- _EXERCISE DIRECTIONS_: Set down the first line below and each line after it, ending with the one that holds "Target: silver coupe car". Pictures do not belong in the copy.

=== Begin Enclosure ===

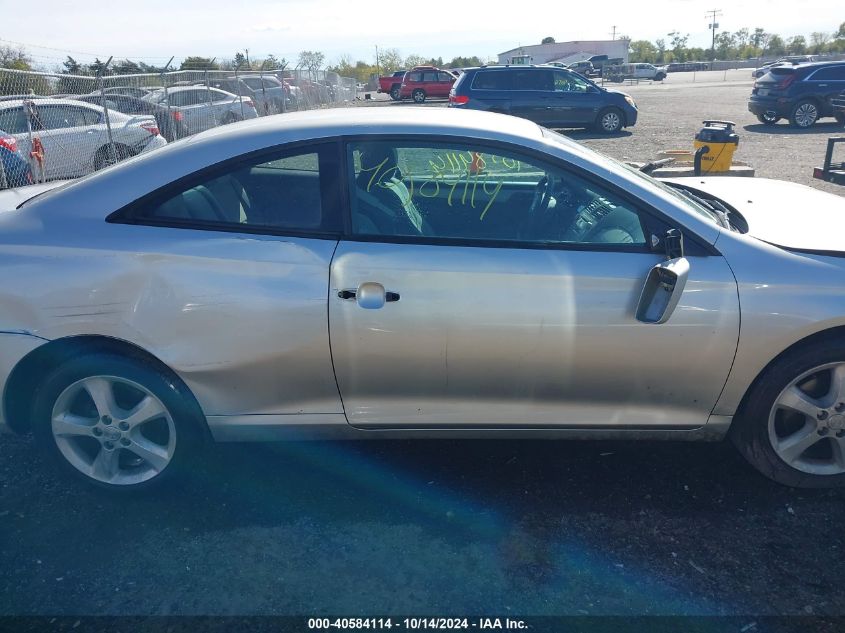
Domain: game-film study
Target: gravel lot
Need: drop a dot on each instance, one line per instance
(671, 112)
(450, 527)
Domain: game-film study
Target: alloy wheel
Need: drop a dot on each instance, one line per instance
(806, 114)
(113, 430)
(807, 421)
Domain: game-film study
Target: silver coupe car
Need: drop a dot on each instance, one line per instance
(372, 273)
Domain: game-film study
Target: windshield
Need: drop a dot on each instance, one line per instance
(679, 194)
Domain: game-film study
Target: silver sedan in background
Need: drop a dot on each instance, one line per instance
(373, 273)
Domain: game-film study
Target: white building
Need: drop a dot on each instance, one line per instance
(565, 52)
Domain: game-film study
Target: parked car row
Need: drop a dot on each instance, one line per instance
(802, 93)
(69, 138)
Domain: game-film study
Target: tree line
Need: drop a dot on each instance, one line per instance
(742, 44)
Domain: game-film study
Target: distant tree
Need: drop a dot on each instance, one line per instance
(311, 61)
(679, 45)
(390, 60)
(415, 60)
(775, 46)
(126, 67)
(194, 62)
(796, 45)
(818, 41)
(642, 51)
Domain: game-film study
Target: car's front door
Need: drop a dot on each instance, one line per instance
(481, 288)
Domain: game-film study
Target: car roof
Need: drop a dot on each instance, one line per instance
(46, 101)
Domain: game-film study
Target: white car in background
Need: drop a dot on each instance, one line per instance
(202, 108)
(74, 135)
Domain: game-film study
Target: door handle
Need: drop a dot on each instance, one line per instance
(369, 295)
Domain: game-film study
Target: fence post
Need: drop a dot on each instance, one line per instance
(100, 73)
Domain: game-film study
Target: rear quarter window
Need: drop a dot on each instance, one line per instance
(491, 80)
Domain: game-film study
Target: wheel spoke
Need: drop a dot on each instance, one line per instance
(106, 465)
(156, 456)
(796, 400)
(838, 448)
(100, 390)
(793, 446)
(836, 393)
(148, 409)
(70, 424)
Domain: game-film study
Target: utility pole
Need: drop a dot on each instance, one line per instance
(712, 14)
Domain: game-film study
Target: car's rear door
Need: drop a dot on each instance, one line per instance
(572, 101)
(457, 303)
(71, 135)
(531, 93)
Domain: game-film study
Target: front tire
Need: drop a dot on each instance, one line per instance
(609, 121)
(791, 426)
(804, 114)
(117, 423)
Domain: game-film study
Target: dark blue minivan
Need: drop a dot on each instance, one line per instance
(551, 96)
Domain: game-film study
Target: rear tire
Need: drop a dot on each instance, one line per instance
(609, 121)
(767, 119)
(804, 114)
(117, 423)
(802, 448)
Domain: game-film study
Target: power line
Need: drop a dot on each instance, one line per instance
(713, 14)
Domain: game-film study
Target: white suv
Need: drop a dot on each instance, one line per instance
(73, 136)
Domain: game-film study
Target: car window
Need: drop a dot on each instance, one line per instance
(834, 73)
(569, 82)
(468, 192)
(532, 80)
(59, 117)
(281, 193)
(13, 120)
(491, 80)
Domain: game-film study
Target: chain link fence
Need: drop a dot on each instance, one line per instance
(57, 126)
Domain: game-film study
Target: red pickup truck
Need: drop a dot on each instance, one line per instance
(391, 84)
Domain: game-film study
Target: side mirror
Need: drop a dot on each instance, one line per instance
(662, 290)
(665, 282)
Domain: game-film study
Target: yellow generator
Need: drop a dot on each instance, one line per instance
(721, 142)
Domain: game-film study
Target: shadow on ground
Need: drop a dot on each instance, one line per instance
(426, 527)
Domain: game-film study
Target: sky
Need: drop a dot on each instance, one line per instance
(154, 30)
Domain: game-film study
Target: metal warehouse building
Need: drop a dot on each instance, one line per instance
(565, 52)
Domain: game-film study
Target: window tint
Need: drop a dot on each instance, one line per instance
(532, 80)
(470, 193)
(570, 82)
(834, 73)
(283, 192)
(491, 80)
(13, 121)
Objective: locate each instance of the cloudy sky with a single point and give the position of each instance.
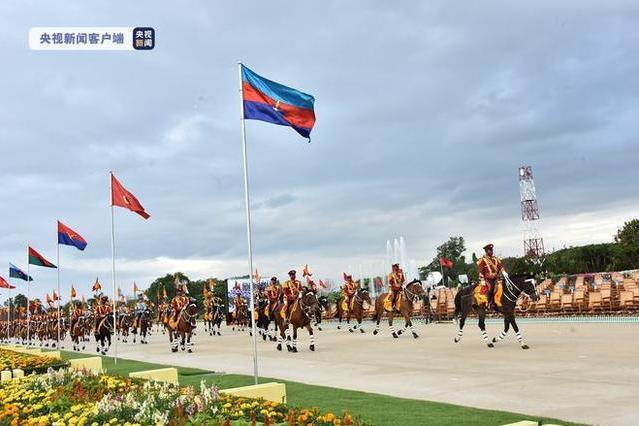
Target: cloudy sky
(424, 114)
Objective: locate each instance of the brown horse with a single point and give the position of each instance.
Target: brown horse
(355, 310)
(513, 288)
(412, 292)
(181, 331)
(300, 315)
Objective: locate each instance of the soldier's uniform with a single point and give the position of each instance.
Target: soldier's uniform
(179, 302)
(489, 267)
(349, 288)
(396, 281)
(291, 289)
(274, 294)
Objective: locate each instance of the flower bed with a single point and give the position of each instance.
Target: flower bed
(10, 360)
(82, 398)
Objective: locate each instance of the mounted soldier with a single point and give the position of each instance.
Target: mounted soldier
(489, 268)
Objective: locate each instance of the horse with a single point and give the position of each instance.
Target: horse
(412, 292)
(300, 315)
(77, 333)
(212, 318)
(513, 288)
(180, 331)
(124, 325)
(102, 333)
(356, 310)
(143, 324)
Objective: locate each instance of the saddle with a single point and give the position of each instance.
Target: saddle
(388, 301)
(480, 294)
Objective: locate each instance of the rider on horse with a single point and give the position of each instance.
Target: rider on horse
(489, 267)
(179, 302)
(103, 310)
(396, 281)
(349, 288)
(140, 308)
(274, 293)
(77, 313)
(292, 289)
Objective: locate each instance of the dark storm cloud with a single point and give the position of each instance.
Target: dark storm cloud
(425, 111)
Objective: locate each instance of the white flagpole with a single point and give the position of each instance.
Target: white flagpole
(58, 270)
(248, 226)
(115, 346)
(28, 301)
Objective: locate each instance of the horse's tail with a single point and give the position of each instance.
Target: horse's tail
(457, 305)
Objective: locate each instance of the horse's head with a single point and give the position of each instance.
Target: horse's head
(364, 295)
(415, 289)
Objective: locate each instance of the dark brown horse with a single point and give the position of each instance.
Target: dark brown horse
(513, 288)
(300, 315)
(181, 331)
(412, 292)
(355, 310)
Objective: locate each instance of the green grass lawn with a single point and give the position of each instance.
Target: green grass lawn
(374, 408)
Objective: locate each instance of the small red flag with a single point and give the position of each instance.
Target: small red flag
(445, 262)
(122, 198)
(5, 284)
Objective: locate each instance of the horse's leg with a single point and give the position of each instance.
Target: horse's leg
(518, 335)
(504, 331)
(482, 327)
(311, 337)
(462, 321)
(294, 338)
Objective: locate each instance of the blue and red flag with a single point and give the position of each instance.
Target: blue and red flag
(69, 237)
(266, 100)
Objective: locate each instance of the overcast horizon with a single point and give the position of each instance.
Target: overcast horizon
(424, 114)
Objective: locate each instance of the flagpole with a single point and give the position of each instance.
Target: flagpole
(248, 225)
(58, 271)
(115, 359)
(28, 299)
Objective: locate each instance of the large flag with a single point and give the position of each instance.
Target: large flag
(37, 259)
(96, 286)
(266, 100)
(122, 198)
(15, 272)
(69, 237)
(5, 284)
(446, 263)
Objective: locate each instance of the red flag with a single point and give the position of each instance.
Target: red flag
(5, 284)
(122, 198)
(445, 262)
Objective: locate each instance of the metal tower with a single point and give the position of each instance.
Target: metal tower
(533, 243)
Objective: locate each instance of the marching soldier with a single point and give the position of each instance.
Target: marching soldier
(396, 281)
(291, 289)
(349, 288)
(489, 267)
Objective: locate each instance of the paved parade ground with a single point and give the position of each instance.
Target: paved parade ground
(582, 372)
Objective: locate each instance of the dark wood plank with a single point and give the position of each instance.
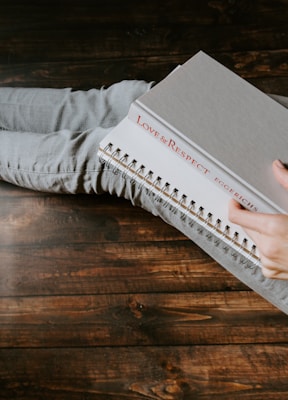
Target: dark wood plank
(266, 70)
(140, 319)
(152, 373)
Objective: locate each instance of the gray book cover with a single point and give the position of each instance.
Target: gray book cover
(229, 122)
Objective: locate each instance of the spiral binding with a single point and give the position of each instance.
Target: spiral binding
(113, 158)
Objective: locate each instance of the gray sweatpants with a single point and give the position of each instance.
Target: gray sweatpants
(49, 140)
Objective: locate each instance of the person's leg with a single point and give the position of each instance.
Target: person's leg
(50, 110)
(49, 138)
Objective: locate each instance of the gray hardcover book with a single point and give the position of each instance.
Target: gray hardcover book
(221, 125)
(204, 124)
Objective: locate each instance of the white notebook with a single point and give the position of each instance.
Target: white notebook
(146, 161)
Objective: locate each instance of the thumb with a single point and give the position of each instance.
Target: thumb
(281, 173)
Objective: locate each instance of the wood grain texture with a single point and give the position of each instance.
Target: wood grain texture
(99, 299)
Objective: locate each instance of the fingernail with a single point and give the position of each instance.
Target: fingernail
(279, 164)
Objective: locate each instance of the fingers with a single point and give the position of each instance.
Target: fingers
(247, 219)
(281, 173)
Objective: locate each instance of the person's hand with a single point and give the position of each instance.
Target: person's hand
(269, 232)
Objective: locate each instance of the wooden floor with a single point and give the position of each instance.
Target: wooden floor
(99, 299)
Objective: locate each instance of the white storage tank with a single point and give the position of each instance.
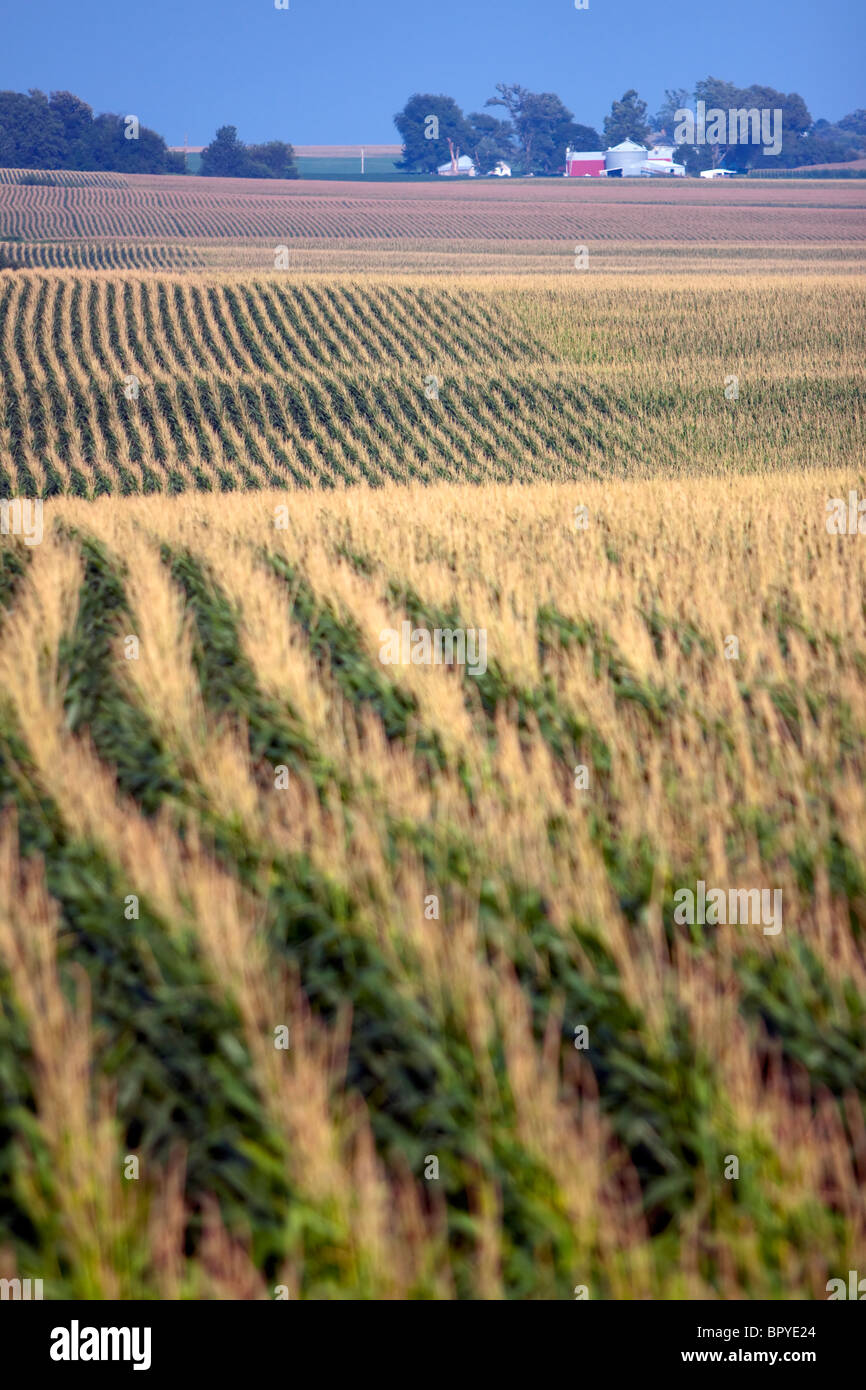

=== End Enclosure ===

- _THE ANSWER_:
Domain: game-film study
Target: gravel lot
Need: drop a dot on each instance, one line per instance
(671, 112)
(450, 527)
Domain: game-film study
Target: alloy wheel
Need: drop a dot on each instance, one line per instance
(806, 114)
(113, 430)
(807, 421)
Domain: game-film study
Target: silver coupe car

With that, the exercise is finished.